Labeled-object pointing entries
________________________________________

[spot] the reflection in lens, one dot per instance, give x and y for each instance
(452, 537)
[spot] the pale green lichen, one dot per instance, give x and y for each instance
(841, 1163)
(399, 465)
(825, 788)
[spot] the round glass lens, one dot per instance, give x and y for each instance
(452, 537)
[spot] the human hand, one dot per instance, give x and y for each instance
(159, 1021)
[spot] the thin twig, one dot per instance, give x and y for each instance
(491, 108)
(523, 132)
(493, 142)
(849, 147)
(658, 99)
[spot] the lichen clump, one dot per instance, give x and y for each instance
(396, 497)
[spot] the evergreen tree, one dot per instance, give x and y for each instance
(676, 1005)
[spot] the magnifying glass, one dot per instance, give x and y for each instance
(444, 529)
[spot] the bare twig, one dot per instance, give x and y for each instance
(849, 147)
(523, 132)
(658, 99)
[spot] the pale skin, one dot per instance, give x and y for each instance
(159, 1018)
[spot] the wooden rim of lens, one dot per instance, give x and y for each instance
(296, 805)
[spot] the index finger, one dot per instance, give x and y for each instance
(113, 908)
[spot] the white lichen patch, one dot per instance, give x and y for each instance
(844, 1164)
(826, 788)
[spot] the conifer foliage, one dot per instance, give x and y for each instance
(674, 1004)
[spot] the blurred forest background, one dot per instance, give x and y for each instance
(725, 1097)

________________________________________

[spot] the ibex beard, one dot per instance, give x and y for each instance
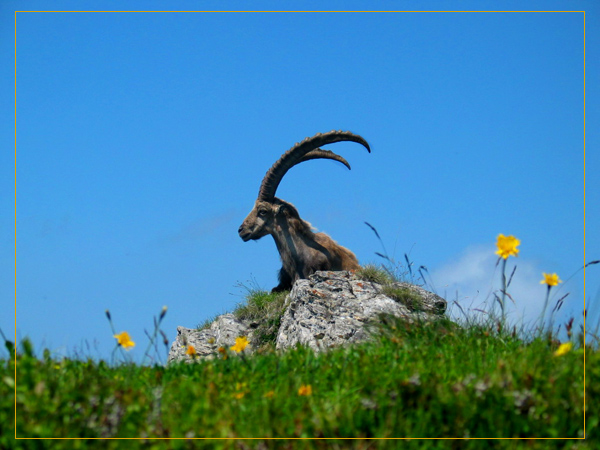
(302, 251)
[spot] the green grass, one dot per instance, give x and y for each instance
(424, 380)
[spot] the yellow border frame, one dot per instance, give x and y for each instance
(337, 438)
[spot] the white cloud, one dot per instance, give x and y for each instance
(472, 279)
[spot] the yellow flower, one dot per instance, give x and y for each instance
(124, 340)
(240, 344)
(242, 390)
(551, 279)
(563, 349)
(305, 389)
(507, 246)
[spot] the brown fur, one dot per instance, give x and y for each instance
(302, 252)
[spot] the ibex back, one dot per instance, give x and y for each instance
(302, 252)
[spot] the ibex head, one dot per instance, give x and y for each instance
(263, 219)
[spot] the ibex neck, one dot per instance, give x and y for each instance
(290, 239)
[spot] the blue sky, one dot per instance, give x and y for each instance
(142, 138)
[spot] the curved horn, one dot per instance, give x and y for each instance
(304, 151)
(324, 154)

________________________________________

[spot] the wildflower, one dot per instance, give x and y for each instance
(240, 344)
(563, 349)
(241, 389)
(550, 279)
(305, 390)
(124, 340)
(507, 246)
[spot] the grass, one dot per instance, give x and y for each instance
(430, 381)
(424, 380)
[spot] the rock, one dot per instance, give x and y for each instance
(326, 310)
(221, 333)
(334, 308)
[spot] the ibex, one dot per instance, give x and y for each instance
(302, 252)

________________________________________

PROBLEM REQUIREMENTS:
Can you give the lines of the material above as a Markdown table with a "Row" column numbering each row and a "Line" column holding the line, starting at the line that contains "[spot] the pale green" and ending at the line that contains "(159, 1021)", with blank lines left out?

SOLUTION:
| Row | Line |
|---|---|
| 1 | [spot] the pale green lichen, one dot per instance, give x and y for each instance |
| 2 | (841, 1163) |
| 3 | (399, 465) |
| 4 | (825, 788) |
| 5 | [spot] the round glass lens, one dot per instance, give x and y for each instance |
| 6 | (452, 537) |
| 7 | [spot] the human hand, one dot per instance, give x and y for each instance |
| 8 | (159, 1021) |